Problem details ::
Lines with "pixels" in them are to be located in the listing below and copied.

Data supplied ::

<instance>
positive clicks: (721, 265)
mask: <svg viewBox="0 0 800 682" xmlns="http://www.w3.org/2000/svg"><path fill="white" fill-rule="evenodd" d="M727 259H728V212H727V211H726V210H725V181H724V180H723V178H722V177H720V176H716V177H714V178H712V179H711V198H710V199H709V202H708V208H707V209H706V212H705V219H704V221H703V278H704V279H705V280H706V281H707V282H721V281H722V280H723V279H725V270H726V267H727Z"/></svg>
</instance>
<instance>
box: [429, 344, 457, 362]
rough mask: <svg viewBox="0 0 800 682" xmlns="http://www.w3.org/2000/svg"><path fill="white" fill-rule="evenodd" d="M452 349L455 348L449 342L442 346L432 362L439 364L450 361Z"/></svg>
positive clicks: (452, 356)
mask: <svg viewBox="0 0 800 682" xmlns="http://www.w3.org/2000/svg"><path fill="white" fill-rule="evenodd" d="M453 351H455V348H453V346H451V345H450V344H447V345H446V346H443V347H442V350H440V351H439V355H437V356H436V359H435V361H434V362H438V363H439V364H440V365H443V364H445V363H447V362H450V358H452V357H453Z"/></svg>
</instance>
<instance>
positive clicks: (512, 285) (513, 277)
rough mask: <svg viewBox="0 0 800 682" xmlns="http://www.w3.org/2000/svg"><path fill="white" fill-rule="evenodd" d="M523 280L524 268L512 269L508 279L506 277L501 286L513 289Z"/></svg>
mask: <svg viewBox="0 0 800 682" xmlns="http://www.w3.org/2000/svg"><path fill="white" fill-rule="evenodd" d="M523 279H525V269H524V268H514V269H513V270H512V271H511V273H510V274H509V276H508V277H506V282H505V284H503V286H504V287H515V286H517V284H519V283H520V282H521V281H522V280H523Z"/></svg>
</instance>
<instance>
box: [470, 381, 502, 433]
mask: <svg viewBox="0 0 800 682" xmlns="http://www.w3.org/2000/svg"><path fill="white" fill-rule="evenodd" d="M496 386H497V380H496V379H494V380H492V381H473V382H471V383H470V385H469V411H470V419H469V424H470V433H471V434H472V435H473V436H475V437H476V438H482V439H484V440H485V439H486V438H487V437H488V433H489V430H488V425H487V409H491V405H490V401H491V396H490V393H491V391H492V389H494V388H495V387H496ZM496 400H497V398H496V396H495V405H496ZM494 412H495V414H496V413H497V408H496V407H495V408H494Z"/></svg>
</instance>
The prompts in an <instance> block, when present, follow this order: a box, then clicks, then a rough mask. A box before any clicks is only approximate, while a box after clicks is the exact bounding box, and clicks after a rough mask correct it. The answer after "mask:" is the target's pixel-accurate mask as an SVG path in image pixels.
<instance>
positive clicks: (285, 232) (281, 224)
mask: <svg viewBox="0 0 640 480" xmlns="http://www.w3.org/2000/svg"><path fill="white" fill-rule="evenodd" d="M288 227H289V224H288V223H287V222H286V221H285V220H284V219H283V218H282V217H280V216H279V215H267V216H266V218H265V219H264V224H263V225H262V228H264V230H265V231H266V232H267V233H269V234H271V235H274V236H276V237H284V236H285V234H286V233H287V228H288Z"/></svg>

---

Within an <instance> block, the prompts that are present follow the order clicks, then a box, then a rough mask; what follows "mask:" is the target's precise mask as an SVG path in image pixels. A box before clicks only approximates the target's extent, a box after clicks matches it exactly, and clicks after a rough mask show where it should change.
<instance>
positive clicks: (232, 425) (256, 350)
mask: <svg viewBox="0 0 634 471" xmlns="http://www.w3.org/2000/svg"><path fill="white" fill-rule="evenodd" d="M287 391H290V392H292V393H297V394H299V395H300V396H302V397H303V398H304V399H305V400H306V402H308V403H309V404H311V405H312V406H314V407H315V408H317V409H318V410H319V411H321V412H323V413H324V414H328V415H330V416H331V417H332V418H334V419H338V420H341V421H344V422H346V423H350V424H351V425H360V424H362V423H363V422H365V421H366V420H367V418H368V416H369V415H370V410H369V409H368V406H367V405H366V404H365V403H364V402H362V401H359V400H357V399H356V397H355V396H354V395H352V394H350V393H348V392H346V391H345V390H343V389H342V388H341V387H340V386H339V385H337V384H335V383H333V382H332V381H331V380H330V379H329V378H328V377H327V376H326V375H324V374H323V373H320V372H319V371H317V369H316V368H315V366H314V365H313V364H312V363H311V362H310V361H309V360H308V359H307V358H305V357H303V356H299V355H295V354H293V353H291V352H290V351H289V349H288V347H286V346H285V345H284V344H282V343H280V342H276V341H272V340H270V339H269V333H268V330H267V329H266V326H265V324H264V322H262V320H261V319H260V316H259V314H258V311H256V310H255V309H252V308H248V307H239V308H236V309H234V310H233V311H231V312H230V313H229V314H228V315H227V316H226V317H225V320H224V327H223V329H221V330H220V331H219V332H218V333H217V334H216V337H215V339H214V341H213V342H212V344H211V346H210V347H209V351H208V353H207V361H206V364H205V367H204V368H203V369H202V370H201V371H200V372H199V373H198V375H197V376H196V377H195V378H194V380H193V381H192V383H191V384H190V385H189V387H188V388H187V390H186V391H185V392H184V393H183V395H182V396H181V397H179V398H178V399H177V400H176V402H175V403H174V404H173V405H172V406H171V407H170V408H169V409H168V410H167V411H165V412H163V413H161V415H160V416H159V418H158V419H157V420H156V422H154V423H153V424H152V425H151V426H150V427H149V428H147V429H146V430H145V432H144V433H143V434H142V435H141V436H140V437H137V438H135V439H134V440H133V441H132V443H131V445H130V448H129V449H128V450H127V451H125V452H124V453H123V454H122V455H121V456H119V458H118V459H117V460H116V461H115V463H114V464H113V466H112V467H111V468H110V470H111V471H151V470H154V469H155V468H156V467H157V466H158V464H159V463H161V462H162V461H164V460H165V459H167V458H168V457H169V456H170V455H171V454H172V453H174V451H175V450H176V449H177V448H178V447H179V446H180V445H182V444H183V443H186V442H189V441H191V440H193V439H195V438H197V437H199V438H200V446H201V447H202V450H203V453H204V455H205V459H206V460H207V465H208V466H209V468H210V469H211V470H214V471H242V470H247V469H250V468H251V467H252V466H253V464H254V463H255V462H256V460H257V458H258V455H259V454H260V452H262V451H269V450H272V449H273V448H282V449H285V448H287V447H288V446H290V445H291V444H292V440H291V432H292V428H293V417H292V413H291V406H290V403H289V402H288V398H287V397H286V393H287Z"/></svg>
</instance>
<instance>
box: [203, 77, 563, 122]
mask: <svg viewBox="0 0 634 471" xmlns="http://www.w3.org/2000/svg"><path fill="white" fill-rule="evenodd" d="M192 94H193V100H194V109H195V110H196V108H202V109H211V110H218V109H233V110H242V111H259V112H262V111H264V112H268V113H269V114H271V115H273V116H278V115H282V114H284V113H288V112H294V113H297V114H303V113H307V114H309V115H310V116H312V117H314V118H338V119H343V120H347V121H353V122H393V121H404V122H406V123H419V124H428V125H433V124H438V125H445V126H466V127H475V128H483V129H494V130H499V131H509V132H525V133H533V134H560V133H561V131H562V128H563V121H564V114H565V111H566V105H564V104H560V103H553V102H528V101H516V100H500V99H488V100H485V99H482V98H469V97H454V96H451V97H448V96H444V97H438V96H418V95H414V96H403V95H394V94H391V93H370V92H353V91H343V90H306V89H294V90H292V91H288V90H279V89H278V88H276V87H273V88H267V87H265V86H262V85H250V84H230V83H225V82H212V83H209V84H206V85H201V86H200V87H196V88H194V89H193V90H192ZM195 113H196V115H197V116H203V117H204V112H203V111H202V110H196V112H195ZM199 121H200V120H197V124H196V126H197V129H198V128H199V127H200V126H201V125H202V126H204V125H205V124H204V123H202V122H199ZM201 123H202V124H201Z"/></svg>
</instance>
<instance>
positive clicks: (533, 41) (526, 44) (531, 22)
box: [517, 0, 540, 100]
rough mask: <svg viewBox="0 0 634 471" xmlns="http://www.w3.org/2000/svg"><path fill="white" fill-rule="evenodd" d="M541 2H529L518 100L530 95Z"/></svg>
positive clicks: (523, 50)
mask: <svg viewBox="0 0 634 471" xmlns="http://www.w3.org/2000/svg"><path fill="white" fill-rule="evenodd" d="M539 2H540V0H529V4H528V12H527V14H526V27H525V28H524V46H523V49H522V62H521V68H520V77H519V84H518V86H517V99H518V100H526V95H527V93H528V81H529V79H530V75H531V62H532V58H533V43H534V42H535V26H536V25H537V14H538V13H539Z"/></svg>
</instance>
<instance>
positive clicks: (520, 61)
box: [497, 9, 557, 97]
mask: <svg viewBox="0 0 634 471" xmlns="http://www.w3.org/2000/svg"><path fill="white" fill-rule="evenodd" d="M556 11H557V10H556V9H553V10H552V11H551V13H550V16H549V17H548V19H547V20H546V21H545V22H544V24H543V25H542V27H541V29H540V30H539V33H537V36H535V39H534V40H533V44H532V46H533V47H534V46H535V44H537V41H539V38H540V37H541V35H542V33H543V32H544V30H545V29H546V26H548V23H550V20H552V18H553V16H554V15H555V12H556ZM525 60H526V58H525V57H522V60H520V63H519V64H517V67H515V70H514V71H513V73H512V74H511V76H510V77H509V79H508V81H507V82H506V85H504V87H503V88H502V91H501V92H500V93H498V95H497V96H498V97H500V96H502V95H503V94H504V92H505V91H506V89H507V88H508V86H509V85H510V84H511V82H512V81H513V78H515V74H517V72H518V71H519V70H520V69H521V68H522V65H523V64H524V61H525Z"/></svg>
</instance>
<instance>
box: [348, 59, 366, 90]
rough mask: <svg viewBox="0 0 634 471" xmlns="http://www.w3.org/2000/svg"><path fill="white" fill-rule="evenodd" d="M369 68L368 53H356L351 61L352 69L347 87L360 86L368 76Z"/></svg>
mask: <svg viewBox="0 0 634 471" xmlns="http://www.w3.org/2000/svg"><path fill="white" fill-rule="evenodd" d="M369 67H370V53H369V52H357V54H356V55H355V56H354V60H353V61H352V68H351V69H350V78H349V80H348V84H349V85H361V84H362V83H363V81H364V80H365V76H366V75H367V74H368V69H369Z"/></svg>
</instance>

Response ::
The prompts in an <instance> block, when present, follow this order: a box, then clicks, then a rough mask. A box before any clicks is only approximate, while a box after clicks is the exact bounding box, and clicks after a rough mask correct it. The answer after "mask:" is the target's pixel-accurate mask as an SVG path in image pixels.
Within an <instance> block, the prompts that are present follow the order clicks, then a box, then a rough mask; what follows "mask:" is the target's precise mask as an SVG path in image pixels. A box before clicks only approximates the target's extent, a box after clicks matches it exactly, and clicks after a rough mask show where it should change.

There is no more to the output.